§ Instructions for the task: Turn the data below into a numbered list with one line per item, and leave out any blank lines.

§ Listing:
○ ○ ○
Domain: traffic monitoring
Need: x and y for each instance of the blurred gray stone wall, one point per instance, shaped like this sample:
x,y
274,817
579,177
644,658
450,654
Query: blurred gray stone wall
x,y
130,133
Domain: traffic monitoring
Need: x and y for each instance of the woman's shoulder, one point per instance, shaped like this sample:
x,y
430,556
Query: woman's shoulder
○ ○ ○
§ Response:
1. Domain: traffic monitoring
2. Need: x and y for each instance of the blurred gray stone wall, one point per instance, shaped like this sample:
3. x,y
4. 274,817
5. 579,177
6. 644,658
7. 450,654
8. Query: blurred gray stone wall
9. x,y
10. 130,133
11. Domain: traffic monitoring
12. Need: x and y for each instance of the woman's shoulder, one point per instance, shaped like this sample:
13. x,y
14. 430,556
15. Query: woman's shoulder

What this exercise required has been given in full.